TASK INSTRUCTIONS:
Your answer should be an exact copy of the lines from the start of the entries to the line containing "[ ] one point per instance of the paper", both included.
*** DATA SUPPLIED ***
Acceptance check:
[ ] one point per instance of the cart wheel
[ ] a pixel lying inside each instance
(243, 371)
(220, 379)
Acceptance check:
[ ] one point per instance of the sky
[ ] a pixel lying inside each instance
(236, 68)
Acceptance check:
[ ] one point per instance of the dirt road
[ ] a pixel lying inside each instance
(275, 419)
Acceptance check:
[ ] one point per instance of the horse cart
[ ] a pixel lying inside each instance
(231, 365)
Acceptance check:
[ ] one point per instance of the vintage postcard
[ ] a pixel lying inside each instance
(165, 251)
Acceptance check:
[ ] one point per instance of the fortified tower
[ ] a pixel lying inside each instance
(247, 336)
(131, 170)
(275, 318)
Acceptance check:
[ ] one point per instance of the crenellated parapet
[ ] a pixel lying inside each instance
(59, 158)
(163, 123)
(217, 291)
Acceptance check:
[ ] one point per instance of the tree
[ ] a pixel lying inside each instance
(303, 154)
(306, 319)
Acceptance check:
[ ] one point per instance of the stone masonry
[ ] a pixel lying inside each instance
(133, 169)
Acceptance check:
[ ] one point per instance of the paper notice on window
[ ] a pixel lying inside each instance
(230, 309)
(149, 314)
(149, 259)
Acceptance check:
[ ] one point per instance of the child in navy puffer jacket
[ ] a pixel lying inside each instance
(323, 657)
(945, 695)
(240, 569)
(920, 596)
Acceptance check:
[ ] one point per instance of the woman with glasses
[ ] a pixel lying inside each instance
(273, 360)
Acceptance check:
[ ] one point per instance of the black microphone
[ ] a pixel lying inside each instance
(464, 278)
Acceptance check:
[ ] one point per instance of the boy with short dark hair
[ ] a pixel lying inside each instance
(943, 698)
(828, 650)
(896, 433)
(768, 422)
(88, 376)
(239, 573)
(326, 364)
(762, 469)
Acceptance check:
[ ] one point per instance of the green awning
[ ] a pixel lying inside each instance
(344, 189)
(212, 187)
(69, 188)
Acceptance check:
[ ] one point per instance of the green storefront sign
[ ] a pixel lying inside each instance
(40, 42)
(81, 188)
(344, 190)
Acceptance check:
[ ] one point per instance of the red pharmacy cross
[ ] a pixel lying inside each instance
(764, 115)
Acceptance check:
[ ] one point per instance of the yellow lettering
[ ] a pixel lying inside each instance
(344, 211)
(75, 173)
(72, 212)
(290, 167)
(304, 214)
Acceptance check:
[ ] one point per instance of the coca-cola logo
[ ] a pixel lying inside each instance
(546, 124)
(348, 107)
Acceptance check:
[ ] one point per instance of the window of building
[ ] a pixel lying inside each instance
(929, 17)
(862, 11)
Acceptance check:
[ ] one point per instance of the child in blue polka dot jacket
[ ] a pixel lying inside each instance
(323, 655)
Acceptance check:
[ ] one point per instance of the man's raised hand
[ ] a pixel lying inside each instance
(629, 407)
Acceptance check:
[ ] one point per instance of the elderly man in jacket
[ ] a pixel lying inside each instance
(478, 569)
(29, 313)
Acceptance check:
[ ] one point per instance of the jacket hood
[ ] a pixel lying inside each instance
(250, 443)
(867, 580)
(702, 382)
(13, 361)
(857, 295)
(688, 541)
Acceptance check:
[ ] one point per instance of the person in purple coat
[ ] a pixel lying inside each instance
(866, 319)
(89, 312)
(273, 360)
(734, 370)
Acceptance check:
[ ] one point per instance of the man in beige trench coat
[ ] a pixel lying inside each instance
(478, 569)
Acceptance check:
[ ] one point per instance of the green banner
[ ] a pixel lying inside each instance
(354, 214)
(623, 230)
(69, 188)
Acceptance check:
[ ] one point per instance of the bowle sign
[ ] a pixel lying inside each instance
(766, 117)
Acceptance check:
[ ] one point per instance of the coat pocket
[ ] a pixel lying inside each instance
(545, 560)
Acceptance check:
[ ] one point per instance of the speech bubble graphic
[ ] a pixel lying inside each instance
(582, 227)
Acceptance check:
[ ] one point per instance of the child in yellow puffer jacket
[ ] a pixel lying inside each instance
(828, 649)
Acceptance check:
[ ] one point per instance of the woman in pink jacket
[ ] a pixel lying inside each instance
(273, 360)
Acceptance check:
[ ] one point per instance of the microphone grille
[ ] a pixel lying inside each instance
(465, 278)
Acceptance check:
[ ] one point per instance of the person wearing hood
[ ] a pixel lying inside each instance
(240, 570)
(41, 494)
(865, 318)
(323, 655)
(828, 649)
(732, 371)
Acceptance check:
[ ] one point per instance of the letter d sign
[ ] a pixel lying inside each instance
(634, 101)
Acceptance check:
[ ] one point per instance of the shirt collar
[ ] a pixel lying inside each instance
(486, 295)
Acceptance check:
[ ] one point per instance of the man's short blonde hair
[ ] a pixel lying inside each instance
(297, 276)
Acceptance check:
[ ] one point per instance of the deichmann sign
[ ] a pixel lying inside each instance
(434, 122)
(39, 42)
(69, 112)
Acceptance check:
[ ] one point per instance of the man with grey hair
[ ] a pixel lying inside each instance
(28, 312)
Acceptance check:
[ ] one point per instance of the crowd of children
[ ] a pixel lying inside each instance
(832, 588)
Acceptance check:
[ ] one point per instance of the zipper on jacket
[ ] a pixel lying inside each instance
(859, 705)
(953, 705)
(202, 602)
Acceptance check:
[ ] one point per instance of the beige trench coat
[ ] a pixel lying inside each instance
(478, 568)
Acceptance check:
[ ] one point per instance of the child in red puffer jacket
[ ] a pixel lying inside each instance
*** End of DATA SUPPLIED ***
RESULT OF THIS EXERCISE:
Acceptance check:
[ ] one point per instance of the cart wheel
[ ] a pixel lying inside each instance
(243, 371)
(220, 379)
Acceptance check:
[ ] one point per instance of the sky
[ ] a pixel lying inside each instance
(236, 68)
Acceptance check:
[ ] one point per instance of the dirt road
[ ] a pixel lying inside each instance
(275, 419)
Acceptance check:
[ ] one point per instance of the horse cart
[ ] a pixel lying inside each instance
(231, 365)
Acceptance check:
[ ] one point per instance of the vintage postcard
[ ] a pixel lying inside each instance
(165, 251)
Acceptance check:
[ ] one point per instance of the fortified tower
[ ] a pixel lying inside each instance
(247, 336)
(131, 170)
(275, 318)
Acceptance check:
[ ] one point per instance of the crenellated parapet
[ ] a pixel lying inside each instance
(59, 158)
(163, 123)
(217, 291)
Acceptance check:
[ ] one point per instance of the tree
[ ] a pixel lying inside each instance
(303, 154)
(306, 319)
Acceptance check:
[ ] one point per instance of the stone masonry
[ ] a pixel lying inside each instance
(133, 169)
Acceptance check:
[ ] one point per instance of the paper notice on window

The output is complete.